What to produce:
Find each line in the material below that contains the string "wrinkled" and copy those lines in full.

Dataset records:
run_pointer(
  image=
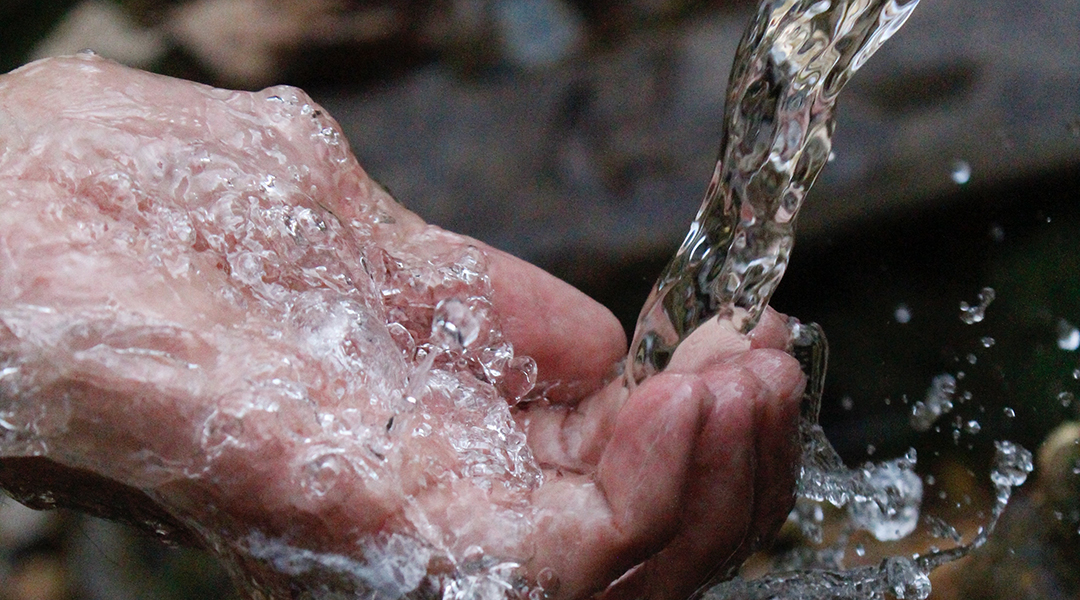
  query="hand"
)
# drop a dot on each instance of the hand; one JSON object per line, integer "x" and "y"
{"x": 213, "y": 322}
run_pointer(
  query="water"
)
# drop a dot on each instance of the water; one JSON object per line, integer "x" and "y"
{"x": 793, "y": 60}
{"x": 791, "y": 65}
{"x": 441, "y": 349}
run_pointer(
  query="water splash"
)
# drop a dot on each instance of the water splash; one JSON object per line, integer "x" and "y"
{"x": 972, "y": 314}
{"x": 790, "y": 67}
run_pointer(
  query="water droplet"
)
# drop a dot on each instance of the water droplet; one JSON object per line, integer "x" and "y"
{"x": 1011, "y": 464}
{"x": 903, "y": 314}
{"x": 454, "y": 326}
{"x": 1074, "y": 127}
{"x": 974, "y": 314}
{"x": 1068, "y": 336}
{"x": 890, "y": 508}
{"x": 939, "y": 401}
{"x": 548, "y": 581}
{"x": 960, "y": 172}
{"x": 1066, "y": 398}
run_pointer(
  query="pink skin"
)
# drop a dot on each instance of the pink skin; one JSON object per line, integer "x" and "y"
{"x": 147, "y": 335}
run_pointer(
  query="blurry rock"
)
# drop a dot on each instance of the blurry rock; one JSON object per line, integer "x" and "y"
{"x": 21, "y": 526}
{"x": 107, "y": 29}
{"x": 248, "y": 43}
{"x": 538, "y": 32}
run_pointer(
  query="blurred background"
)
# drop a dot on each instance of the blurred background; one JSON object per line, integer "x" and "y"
{"x": 580, "y": 134}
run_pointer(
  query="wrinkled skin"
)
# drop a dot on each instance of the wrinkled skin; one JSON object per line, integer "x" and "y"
{"x": 172, "y": 326}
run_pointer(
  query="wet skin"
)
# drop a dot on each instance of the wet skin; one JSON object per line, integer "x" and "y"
{"x": 124, "y": 307}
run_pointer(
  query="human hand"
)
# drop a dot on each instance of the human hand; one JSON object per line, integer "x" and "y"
{"x": 207, "y": 307}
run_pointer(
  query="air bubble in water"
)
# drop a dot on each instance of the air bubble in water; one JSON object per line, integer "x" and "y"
{"x": 939, "y": 401}
{"x": 1068, "y": 336}
{"x": 997, "y": 233}
{"x": 974, "y": 314}
{"x": 903, "y": 314}
{"x": 906, "y": 580}
{"x": 960, "y": 172}
{"x": 892, "y": 512}
{"x": 454, "y": 326}
{"x": 1011, "y": 464}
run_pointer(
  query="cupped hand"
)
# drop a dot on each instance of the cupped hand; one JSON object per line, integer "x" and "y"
{"x": 207, "y": 307}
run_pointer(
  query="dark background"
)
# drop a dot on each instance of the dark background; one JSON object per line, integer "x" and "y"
{"x": 579, "y": 134}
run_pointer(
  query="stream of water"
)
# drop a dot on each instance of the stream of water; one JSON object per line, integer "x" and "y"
{"x": 791, "y": 65}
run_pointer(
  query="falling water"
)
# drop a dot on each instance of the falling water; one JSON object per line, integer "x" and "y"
{"x": 793, "y": 60}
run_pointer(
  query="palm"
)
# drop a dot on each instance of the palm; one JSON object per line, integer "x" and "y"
{"x": 218, "y": 341}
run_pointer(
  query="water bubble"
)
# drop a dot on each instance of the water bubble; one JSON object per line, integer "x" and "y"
{"x": 974, "y": 314}
{"x": 1011, "y": 464}
{"x": 960, "y": 172}
{"x": 1074, "y": 127}
{"x": 1068, "y": 336}
{"x": 906, "y": 580}
{"x": 891, "y": 510}
{"x": 939, "y": 401}
{"x": 941, "y": 529}
{"x": 903, "y": 314}
{"x": 454, "y": 326}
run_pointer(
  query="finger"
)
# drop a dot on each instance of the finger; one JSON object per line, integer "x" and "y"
{"x": 574, "y": 439}
{"x": 593, "y": 529}
{"x": 574, "y": 339}
{"x": 740, "y": 487}
{"x": 717, "y": 339}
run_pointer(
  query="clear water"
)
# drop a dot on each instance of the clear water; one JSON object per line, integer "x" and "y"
{"x": 791, "y": 66}
{"x": 794, "y": 59}
{"x": 445, "y": 353}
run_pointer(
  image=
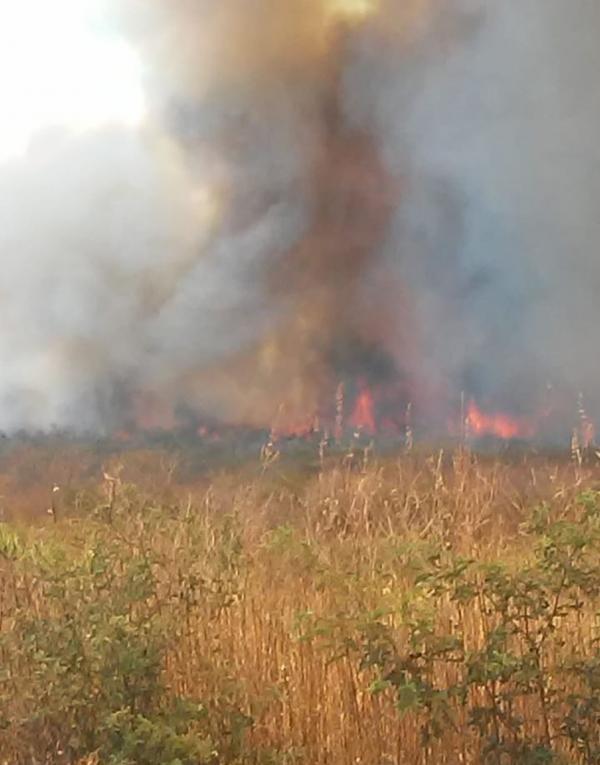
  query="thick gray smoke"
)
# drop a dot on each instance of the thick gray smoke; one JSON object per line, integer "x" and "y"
{"x": 143, "y": 261}
{"x": 491, "y": 116}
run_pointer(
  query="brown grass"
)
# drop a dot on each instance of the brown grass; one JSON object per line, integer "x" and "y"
{"x": 273, "y": 547}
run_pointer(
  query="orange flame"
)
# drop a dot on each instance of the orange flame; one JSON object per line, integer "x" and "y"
{"x": 363, "y": 416}
{"x": 496, "y": 424}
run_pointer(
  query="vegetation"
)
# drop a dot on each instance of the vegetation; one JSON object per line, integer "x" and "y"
{"x": 424, "y": 610}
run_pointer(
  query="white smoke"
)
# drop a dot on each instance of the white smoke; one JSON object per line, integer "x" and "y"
{"x": 491, "y": 116}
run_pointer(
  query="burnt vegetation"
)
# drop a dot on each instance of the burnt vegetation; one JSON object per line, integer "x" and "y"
{"x": 312, "y": 607}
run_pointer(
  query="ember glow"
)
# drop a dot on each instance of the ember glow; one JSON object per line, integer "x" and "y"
{"x": 496, "y": 424}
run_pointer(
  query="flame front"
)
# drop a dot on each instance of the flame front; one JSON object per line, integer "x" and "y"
{"x": 497, "y": 424}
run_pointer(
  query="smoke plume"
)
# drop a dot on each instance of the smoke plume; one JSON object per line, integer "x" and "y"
{"x": 398, "y": 193}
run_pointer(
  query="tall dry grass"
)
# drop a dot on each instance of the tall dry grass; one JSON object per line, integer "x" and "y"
{"x": 279, "y": 597}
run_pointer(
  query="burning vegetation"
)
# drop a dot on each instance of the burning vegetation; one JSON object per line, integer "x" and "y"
{"x": 326, "y": 225}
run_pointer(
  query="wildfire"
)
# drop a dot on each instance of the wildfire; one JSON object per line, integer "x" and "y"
{"x": 363, "y": 416}
{"x": 496, "y": 424}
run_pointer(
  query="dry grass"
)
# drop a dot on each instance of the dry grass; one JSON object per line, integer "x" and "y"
{"x": 266, "y": 580}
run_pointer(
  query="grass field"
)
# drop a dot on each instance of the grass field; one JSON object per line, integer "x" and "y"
{"x": 439, "y": 608}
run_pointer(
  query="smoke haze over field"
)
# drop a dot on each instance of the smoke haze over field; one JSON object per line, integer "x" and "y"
{"x": 406, "y": 194}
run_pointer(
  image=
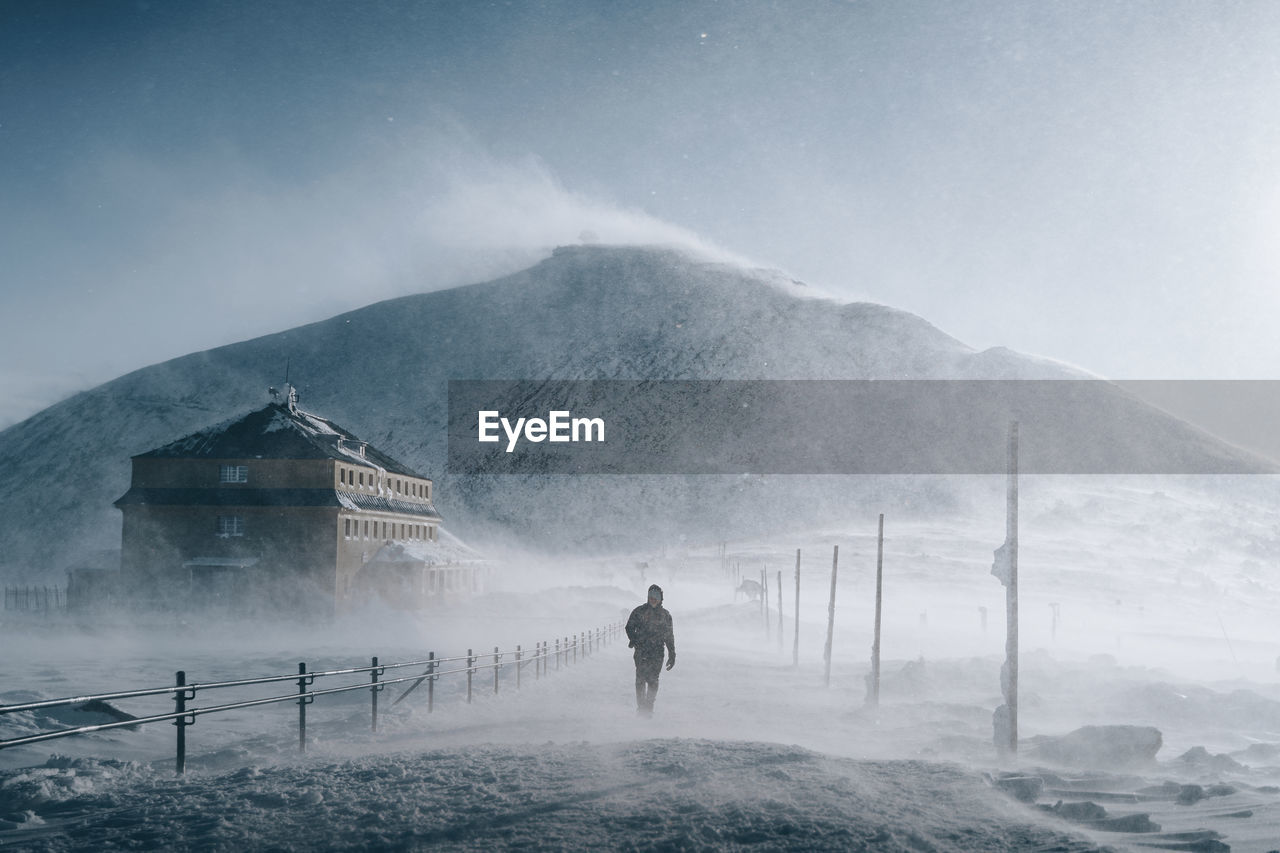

Completed exercise:
  query="wrinkled skin"
# drop a dot on each instance of the wrinkled skin; one JSON object per line, integer "x" and "y"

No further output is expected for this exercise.